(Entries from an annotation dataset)
-- begin --
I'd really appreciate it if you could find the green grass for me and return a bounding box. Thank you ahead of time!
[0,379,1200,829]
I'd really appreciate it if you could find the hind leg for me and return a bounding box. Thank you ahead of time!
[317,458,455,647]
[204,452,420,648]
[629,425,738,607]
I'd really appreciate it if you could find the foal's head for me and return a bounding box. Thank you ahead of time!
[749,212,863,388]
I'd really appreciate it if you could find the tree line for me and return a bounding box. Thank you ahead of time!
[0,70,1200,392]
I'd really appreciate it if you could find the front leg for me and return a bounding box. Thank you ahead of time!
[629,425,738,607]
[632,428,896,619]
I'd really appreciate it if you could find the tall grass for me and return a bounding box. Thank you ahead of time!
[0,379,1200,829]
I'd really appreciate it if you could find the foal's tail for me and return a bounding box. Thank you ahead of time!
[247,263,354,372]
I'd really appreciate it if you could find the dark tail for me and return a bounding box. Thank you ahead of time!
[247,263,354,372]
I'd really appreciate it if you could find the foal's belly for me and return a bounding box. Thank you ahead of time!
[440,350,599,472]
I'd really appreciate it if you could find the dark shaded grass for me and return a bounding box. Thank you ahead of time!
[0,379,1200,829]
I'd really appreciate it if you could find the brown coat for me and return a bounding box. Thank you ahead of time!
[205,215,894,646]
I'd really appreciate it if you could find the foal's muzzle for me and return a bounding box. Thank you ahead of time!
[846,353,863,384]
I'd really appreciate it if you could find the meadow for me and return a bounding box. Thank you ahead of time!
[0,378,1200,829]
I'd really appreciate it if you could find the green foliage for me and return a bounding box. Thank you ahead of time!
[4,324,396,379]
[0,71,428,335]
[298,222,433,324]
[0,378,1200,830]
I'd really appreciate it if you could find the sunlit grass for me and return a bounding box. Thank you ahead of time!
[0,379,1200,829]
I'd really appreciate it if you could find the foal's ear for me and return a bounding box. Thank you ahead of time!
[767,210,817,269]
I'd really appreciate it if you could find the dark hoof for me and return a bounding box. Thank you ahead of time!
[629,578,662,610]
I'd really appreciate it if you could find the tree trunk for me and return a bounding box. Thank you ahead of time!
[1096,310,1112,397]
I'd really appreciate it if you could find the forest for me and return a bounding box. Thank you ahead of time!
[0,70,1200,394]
-- end --
BRIEF: Could you format every entry above as a two-column CSV with the headers request and response? Each request should get one row, with each field in double quotes and any line breaks replaced by spaces.

TASK SOLUTION:
request,response
"I'd really appreciate it if you could find the green grass for me and return a bounding box. Thank you ahead of time!","[0,379,1200,829]"
"I'd really appreciate it if you could find the hind leg for me and return a bounding box. Thank you ahead of time!","[317,458,455,647] [204,452,420,648] [629,425,738,607]"
"I'd really appreciate it if you could find the foal's head for me and return a bounding box. Thank you ahead of time!","[749,212,863,388]"
"I'd really appreciate it if you could find the tree line for me and return a bounding box. Thank you ahead of time!","[0,70,1200,392]"
"I'd really appreciate it if you could find the front leg for me and return a bounding box. Thank you ahead of time!","[629,425,738,607] [632,428,896,619]"
"I'd really appreciate it if you could find the tall grass for me and return a bounding box. Thank you ahead of time!","[0,379,1200,829]"
"I'd really appreciate it if you could find the foal's tail for me and return a bounding box. Thank you ahead of time!","[247,263,354,372]"
"I'd really appreciate it if you could find the dark tail for me and return a bounding box. Thank you ahead of time!","[247,263,354,372]"
"I'd really appreciate it if you could find the foal's belly for me and return a bounding box. Thank you ahead of time!","[440,350,599,472]"
"I'd really appreciate it if you could find the dark shaded grass for me and return a bounding box. Thank you ahead of time!","[0,379,1200,829]"
"I'd really appreciate it if you could find the brown coat for me and return a bounding box. Thank you ahead of time!","[205,215,894,646]"
"I'd really appreciate it if you could find the foal's muzzle for me and return a bounding box. Thank you ahead of time!","[846,353,863,384]"
"I'd really appreciate it if you could find the meadow for me and return a bounding box. Thank you ahead of time!","[0,378,1200,829]"
"I'd really appreciate it if you could find the green foliage for me and return a bounding box. Thank you ahead of time!","[4,324,396,379] [0,71,428,335] [298,222,433,324] [0,378,1200,830]"
"I'd really appreciate it if you could find the sunlit grass for me and return a bounding box. Thank you ahead of time!","[0,379,1200,829]"
"I'd really appreciate it if you could find the foal's ear for me and return a bounding box. Thank you ahead of time!","[767,210,817,269]"
"I'd really appreciate it if you could find the dark hoof for me and return a bounding box. Thank you ahead of time!","[629,578,662,610]"
"I'd really appreciate it if you could find the tree trunk for me and return a bounding box. Thank you ahead of time!","[1096,310,1112,397]"
"I'd really appreciate it if you could find the forest for me and return a bounding box. Thank you ahead of time!","[0,70,1200,394]"